*Assignment*:
Each record below must be reproduced exactly as it reads, with its images omitted.

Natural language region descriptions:
━━━

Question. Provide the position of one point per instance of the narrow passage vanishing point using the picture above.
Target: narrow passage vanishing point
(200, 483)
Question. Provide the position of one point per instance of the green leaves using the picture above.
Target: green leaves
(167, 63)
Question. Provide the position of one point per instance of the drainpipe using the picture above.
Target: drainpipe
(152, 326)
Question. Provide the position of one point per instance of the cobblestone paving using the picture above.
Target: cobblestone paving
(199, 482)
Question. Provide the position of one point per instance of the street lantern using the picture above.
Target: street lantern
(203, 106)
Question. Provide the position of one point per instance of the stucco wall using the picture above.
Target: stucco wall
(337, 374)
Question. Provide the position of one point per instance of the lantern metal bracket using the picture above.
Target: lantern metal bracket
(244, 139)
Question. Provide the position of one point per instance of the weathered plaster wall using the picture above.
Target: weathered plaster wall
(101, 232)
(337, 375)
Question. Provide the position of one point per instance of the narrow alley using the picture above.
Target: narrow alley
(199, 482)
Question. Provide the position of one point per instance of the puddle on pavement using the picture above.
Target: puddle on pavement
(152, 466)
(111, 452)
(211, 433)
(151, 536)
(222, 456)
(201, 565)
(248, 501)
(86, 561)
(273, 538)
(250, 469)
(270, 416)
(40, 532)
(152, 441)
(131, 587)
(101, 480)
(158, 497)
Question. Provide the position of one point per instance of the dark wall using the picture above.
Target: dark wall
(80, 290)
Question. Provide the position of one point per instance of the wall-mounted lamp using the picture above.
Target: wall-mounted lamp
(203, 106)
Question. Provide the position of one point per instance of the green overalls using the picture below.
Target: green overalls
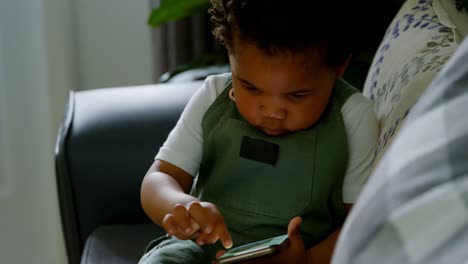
(257, 199)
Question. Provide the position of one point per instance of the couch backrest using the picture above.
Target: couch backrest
(106, 143)
(418, 42)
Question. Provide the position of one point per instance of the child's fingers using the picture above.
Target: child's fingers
(182, 218)
(220, 253)
(169, 224)
(223, 234)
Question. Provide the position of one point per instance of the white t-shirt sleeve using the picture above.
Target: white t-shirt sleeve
(362, 129)
(183, 146)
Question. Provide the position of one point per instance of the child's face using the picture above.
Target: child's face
(280, 93)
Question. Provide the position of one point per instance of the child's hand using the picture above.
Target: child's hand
(200, 220)
(292, 252)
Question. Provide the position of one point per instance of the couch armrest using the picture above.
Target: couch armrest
(106, 143)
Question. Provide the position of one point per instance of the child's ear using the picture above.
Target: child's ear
(341, 69)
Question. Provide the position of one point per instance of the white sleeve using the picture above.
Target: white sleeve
(362, 130)
(183, 146)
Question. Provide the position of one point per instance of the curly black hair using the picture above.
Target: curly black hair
(289, 25)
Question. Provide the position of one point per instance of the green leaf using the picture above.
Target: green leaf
(171, 10)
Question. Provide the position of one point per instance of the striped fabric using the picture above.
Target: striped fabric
(414, 208)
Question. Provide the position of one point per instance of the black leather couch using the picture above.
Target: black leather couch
(106, 143)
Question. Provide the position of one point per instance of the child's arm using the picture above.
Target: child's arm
(165, 199)
(295, 252)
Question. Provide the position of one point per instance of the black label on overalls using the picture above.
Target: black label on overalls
(259, 150)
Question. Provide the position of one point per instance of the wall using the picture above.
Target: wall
(48, 47)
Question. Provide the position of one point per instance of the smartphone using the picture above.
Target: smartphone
(252, 250)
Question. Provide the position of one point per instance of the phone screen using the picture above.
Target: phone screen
(252, 250)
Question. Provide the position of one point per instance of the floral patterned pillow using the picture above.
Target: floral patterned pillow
(415, 47)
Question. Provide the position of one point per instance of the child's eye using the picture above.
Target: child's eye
(297, 96)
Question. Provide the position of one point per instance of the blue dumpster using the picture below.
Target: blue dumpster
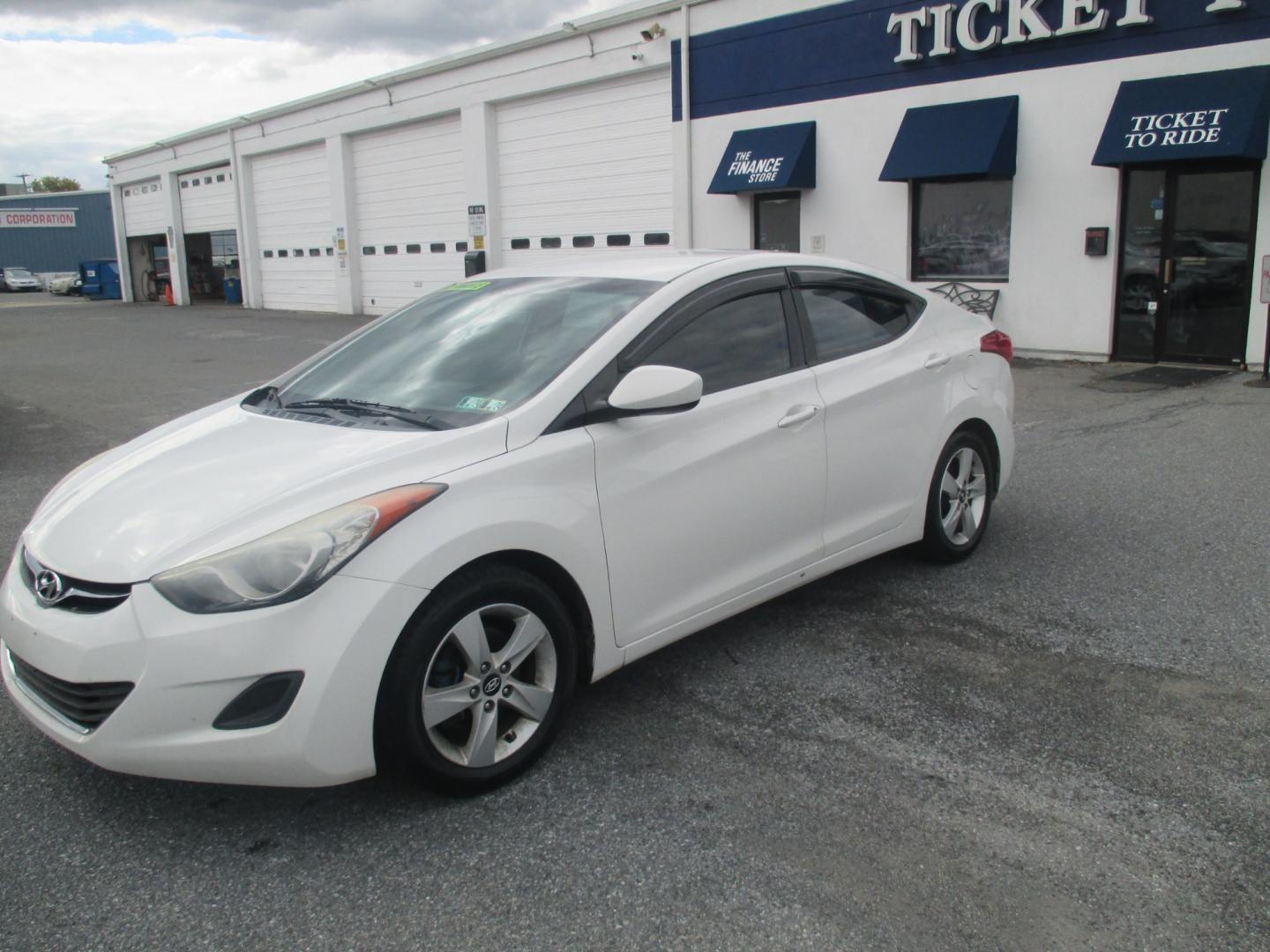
(101, 279)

━━━

*Expected answer*:
Question. Provide the position of one point per instance of the narrow passage vanishing point using the picture above.
Target: narrow passage vanishing point
(200, 483)
Question. Provide the position of one point per instance of the green leaves using the picture above.
Target: green leaves
(167, 63)
Question. Provide the position of one point per instance of the drainpipe using the picture above.
Target: drainpipe
(152, 326)
Question. Provide the position of one point per instance of the cobblestone paving using the picture above.
Target: cobblestone paving
(199, 482)
Question. Provide the position of one point per instance of the street lantern using the picture above.
Target: street lantern
(203, 106)
Question. Provide the position of one point per instance of the stucco wall using the picture above.
Target: stucco wall
(337, 374)
Question. Provide the position of one point per instance of the lantern metal bracket using the picture above.
Target: lantern metal bracket
(244, 139)
Question. Provide the position of one point per instance of the weathered plaster wall using the picture above.
Target: weathered plaster wall
(101, 232)
(337, 375)
Question. Provide the position of one point per instance of the narrow alley using the picture above.
Target: narrow alley
(199, 482)
Question. Provide the position of one point per instance of the puddle on pavement using the picture above.
Target: puddle on pavement
(152, 466)
(111, 452)
(211, 433)
(151, 536)
(222, 456)
(201, 565)
(248, 501)
(86, 561)
(273, 538)
(250, 469)
(270, 416)
(40, 532)
(152, 441)
(131, 587)
(101, 480)
(158, 497)
Question. Provide the position of one point per instance of the dark wall using the picture above.
Target: dark wall
(80, 290)
Question. Provide the position of one point per instance of the wall-mounted lamp using the picture above.
Target: wall-mounted lamp
(203, 106)
Question. Provide the position of one point per instance of the green overalls using the picture below.
Target: green overalls
(257, 199)
Question. Provide the position of one point per instance of the couch backrest using the picture above.
Target: couch backrest
(106, 143)
(418, 42)
Question. Provide the position of one point per instance of the child's fingers using the picture above.
Target: child's fingers
(182, 218)
(220, 253)
(169, 224)
(223, 234)
Question. Provide the position of one point per instance of the white t-shirt sleeve using the picture above.
Target: white t-shirt sleeve
(362, 129)
(183, 146)
Question. Provide the position of one point per instance of the child's face using the picture above.
Target: child's face
(280, 93)
Question. Provide the position of one point per instance of the child's hand using the picture above.
Target: child's hand
(200, 220)
(292, 252)
Question. Provide the position of one point per instance of the couch armrest using the picture above.
Target: couch armrest
(106, 143)
Question. Provide the position of one point per instance of the child's ear using the picture above.
Target: child's ear
(341, 69)
Question. Provide the position of one point per instance of the white sleeve using the picture above.
Target: white sleeve
(362, 130)
(183, 146)
Question. Provide the position of one point per instance of the curly black hair using the picture above.
Target: curly black hair
(289, 25)
Question. Provide the position of one point per instance of the green leaf using the picture above.
Target: green leaf
(171, 10)
Question. Provide the position of one point per instance of the striped fabric using the picture above.
Target: striped fabric
(414, 208)
Question. Provide the position of one point per instance of the black leather couch using the picture above.
Target: black leather couch
(106, 143)
Question. Provide the position of one point per instance of the child's arm using the picture above.
Target: child's arm
(165, 199)
(295, 252)
Question. Provide the position of one point per instance of the black label on overalls using the picture above.
Target: black label on overalls
(259, 150)
Question. Provide the position of one point per instance of the wall using the picture above.
Target: wall
(48, 47)
Question. Provide the position of one point per instance of the smartphone using the picture above.
Target: smartphone
(252, 250)
Question. Provide the position of one point per instance of the phone screen using the picture above.
Target: phone screen
(252, 250)
Question. Provide the position of one point per instance of the floral patterned pillow using the picture above.
Target: floral patterned pillow
(415, 47)
Question. Provide the position of one point per instance of the child's eye using the picture above.
Target: child's eye
(297, 96)
Question. Provide the position of one point per instance of the blue dumpster using the picture below.
Target: blue dumpster
(101, 279)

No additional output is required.